EXERCISE AIM: Count the rows below that contain the string "lawn", treating uppercase and lowercase letters as different, and reply with the number alone.
╭─ DATASET ROWS
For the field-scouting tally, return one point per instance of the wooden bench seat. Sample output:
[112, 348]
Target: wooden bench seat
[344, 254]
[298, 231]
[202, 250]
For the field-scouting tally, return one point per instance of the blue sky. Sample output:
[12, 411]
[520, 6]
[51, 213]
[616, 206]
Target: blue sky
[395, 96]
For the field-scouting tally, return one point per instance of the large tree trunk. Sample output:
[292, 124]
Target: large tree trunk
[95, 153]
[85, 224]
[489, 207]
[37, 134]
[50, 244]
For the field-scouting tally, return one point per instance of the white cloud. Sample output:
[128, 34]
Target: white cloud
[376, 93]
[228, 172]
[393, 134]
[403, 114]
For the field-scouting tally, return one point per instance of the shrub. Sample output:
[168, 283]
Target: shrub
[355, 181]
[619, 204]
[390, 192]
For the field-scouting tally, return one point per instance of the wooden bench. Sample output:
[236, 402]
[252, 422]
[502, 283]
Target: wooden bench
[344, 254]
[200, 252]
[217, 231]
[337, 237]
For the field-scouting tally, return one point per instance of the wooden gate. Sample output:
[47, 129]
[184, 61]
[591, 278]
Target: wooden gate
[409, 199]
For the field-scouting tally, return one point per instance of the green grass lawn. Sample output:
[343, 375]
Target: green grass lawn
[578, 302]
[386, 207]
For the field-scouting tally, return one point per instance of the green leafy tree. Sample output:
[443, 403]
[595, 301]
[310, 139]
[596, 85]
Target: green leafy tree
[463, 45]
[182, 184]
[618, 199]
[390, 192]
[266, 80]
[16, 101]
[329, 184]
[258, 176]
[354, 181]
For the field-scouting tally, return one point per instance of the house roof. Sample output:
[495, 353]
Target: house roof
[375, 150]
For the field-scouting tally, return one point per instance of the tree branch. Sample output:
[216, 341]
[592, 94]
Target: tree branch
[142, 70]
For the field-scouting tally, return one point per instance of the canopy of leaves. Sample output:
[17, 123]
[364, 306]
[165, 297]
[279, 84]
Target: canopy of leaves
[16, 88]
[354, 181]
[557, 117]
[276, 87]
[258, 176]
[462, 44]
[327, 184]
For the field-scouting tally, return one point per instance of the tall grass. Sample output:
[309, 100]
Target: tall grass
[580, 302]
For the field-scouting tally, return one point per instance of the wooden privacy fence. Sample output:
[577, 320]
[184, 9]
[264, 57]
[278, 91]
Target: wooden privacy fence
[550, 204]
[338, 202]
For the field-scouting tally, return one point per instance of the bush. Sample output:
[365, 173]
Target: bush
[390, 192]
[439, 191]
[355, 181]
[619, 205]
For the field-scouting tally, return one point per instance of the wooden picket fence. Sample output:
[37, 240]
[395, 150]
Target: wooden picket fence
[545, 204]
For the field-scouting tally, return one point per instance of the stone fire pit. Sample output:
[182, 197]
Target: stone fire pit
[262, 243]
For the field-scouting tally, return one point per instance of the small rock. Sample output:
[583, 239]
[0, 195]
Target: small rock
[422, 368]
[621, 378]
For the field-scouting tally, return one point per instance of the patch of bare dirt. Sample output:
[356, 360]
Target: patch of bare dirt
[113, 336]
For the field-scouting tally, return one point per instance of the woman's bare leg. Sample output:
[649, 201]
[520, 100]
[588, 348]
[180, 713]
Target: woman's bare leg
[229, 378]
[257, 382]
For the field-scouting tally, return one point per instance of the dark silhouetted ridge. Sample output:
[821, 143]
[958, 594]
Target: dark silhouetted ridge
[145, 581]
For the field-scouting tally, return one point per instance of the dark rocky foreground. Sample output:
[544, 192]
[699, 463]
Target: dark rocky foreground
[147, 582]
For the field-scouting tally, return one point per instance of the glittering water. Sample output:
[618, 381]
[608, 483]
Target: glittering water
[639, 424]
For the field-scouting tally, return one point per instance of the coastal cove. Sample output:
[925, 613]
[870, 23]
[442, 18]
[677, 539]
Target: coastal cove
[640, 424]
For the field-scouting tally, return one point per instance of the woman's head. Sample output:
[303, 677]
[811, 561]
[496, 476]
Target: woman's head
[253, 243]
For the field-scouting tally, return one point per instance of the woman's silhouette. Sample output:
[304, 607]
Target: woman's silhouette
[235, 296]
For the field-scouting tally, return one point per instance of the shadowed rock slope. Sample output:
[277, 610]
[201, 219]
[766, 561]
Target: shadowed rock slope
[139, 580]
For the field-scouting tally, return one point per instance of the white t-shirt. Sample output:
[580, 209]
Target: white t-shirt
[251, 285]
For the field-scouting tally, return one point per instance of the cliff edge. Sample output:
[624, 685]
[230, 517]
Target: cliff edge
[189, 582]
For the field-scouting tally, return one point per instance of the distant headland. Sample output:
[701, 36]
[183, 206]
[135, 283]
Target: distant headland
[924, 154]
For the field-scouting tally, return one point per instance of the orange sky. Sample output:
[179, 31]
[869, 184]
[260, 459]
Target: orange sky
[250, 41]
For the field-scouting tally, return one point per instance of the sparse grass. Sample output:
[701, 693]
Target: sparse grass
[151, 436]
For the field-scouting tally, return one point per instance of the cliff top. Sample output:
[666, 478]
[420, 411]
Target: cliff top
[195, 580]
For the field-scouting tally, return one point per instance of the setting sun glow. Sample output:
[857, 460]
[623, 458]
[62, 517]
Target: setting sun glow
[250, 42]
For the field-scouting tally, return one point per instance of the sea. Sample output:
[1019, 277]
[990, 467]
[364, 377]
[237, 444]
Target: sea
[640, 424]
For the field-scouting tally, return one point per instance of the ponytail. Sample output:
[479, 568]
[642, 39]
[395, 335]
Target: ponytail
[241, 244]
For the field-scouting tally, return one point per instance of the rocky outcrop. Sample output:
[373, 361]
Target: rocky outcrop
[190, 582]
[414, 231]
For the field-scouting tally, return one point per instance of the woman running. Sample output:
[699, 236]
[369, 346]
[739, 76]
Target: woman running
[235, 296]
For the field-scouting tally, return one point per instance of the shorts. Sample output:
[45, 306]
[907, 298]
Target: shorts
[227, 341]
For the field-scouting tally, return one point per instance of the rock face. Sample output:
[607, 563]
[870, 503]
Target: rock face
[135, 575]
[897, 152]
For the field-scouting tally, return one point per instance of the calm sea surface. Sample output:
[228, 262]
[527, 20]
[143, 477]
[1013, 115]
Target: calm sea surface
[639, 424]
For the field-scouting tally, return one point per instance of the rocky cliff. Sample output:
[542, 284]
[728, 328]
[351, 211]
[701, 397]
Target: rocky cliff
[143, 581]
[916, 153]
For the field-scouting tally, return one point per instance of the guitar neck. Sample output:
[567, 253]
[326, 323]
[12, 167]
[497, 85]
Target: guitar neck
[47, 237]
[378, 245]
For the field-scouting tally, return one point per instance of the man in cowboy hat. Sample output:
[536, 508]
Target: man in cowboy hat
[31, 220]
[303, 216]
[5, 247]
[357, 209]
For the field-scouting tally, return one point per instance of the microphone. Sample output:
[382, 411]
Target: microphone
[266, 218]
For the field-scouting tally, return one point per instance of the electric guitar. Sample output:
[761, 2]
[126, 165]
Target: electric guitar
╰─
╭─ DATASET ROWS
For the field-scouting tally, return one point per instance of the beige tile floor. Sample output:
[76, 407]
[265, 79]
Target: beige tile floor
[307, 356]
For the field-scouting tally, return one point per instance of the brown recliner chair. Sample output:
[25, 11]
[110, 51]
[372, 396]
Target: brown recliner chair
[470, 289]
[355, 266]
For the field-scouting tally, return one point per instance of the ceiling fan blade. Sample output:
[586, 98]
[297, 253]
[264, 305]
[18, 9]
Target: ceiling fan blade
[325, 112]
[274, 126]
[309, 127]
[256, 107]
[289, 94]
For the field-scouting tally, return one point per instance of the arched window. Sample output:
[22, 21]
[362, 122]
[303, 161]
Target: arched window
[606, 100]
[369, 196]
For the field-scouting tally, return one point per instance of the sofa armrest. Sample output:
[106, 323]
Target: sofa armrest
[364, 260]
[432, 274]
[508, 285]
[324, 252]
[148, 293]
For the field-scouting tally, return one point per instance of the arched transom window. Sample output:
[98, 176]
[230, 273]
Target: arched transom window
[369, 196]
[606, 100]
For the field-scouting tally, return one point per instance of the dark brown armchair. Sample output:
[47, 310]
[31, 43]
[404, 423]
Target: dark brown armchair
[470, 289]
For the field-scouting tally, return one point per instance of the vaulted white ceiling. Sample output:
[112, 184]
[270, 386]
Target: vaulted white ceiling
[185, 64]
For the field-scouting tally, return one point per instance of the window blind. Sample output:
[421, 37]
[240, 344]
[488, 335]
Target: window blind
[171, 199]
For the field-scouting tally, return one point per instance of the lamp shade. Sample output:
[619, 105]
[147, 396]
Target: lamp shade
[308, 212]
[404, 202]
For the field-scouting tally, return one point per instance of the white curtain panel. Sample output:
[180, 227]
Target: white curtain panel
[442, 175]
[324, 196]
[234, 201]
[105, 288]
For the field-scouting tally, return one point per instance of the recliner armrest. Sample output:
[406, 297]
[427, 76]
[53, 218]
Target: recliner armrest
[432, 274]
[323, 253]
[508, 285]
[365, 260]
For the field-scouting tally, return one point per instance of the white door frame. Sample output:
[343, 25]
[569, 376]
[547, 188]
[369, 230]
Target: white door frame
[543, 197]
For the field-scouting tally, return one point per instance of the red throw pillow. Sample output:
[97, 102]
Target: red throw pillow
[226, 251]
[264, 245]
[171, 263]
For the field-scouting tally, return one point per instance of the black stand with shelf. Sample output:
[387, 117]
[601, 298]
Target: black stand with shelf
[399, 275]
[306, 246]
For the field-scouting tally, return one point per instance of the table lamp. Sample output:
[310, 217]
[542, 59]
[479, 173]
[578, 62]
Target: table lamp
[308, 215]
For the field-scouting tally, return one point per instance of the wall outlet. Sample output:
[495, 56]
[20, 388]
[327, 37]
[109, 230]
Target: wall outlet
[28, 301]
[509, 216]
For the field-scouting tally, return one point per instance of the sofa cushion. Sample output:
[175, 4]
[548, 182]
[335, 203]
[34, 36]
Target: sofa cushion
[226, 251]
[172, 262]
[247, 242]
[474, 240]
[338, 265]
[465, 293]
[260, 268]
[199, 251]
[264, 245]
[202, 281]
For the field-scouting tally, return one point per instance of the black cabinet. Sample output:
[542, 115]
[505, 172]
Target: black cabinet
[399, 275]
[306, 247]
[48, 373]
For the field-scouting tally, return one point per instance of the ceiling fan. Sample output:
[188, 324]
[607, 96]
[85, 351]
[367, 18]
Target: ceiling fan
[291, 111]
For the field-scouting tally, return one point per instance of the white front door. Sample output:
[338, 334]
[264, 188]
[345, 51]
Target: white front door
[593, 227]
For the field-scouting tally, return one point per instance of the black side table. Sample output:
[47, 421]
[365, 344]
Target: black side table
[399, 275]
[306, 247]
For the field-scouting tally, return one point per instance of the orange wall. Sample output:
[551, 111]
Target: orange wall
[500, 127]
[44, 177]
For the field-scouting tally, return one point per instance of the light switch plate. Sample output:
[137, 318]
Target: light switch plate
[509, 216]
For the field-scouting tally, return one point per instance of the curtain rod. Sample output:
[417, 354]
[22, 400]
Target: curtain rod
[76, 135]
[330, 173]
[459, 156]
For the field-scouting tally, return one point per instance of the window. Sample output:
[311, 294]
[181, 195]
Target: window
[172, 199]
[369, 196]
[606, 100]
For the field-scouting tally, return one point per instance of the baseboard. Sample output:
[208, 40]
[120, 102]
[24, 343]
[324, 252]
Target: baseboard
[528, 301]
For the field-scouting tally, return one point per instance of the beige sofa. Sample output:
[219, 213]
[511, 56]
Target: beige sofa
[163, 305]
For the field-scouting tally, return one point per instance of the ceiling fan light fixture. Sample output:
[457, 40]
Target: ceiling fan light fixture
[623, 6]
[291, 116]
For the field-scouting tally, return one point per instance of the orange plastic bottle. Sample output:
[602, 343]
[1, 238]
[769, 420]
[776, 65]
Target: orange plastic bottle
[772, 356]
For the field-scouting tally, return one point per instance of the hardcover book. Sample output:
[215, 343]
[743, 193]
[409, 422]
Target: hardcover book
╰─
╭─ DATASET ROWS
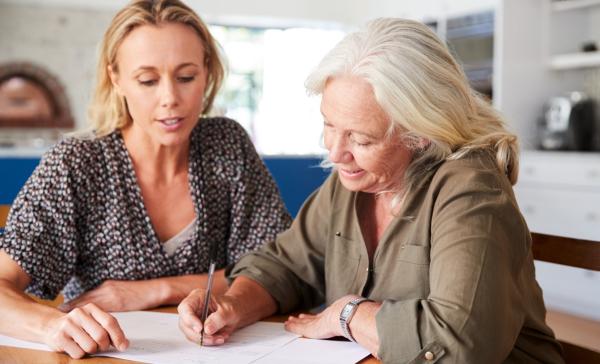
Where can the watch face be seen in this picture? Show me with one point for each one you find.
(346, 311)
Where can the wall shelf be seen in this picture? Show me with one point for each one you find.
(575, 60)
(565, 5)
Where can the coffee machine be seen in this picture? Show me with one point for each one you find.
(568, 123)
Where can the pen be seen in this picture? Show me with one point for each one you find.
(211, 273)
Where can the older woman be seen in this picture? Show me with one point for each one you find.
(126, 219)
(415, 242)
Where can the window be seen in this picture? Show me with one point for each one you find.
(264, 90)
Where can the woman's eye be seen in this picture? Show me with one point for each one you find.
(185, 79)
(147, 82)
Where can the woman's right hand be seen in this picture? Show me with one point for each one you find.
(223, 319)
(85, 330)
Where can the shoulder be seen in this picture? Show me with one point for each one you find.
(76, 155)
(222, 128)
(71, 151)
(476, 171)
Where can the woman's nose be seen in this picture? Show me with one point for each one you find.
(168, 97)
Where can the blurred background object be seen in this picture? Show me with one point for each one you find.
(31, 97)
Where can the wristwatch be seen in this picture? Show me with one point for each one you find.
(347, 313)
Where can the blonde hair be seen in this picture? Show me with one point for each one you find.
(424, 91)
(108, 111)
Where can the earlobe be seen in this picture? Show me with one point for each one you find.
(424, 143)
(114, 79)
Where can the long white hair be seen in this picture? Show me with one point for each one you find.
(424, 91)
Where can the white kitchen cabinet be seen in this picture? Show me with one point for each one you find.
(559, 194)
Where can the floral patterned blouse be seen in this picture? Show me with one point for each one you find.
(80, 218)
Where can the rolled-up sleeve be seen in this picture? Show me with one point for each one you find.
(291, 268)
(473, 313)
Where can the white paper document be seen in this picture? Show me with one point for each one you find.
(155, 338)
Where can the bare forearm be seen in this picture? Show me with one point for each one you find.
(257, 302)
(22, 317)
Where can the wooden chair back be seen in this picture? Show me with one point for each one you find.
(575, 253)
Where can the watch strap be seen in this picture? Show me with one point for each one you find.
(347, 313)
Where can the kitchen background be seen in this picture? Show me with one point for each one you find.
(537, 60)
╰─
EXERCISE RESPONSE: 2